# rare schwinn 20"



## volksboy57 (Mar 7, 2015)

I have never seen one of these! I would buy it, but I don't know what I would do with it other than shove it in storage.

http://losangeles.craigslist.org/wst/bik/4920893297.html


----------



## ZOOK (Mar 8, 2015)

Agree think it's a rare one. Like you don't know what I would do with it either. However someone would be happy to have in their collection.


----------



## vincev (Mar 8, 2015)

Its small so it wont take up much room.


----------



## tanksalot (Mar 8, 2015)

I like it .  Id buy that if it was local.


----------



## bikecrazy (Mar 9, 2015)

That is the first one I have ever seen. As a matter of fact, I didn't know they even made them . Needless to say, I would be on that like stink on #$$$. I hate Ca.

- [Stated problem]
Could you continue the forum thread about the rare Schwinn 20-inch bike with the posts that would follow the last one shown?

(Dataset entries)
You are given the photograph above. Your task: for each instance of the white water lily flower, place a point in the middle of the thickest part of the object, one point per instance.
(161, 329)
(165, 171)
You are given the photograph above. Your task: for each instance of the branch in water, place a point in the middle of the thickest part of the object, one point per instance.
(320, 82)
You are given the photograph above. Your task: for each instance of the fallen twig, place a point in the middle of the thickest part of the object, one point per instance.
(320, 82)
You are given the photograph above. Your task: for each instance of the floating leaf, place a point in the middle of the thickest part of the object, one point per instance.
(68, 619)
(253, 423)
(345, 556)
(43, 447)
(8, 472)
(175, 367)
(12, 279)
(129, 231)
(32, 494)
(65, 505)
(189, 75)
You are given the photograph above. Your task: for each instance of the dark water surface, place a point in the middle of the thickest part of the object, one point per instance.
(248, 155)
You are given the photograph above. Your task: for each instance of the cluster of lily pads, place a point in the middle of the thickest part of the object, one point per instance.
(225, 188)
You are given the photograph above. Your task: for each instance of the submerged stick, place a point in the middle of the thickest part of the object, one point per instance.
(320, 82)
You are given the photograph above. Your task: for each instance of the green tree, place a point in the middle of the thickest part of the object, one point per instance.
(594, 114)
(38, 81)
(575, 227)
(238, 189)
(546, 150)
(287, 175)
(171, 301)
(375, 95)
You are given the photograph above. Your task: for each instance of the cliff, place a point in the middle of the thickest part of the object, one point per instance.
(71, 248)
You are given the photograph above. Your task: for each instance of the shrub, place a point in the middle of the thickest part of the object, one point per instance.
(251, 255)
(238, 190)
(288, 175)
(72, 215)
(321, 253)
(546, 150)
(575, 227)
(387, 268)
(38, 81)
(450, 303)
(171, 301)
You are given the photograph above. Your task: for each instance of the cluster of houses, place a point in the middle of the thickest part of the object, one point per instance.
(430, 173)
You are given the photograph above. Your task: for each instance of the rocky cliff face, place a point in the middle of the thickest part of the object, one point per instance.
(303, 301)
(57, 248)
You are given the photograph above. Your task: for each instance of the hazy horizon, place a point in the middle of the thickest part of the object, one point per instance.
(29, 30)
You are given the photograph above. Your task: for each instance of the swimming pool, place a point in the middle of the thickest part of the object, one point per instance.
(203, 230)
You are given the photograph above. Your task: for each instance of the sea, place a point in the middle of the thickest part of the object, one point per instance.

- [Reply]
----------



## detroitbike (Mar 9, 2015)

*20" schwinn Pixie*

Mine was on eBay Last summer.
    Right near the Ohio border.
  Little nicer shape. I could use an original set of 20 X 1 3/8 Schwinn tires.


----------



## GTs58 (Mar 9, 2015)

Schwinn499 had one for sale here about a month ago.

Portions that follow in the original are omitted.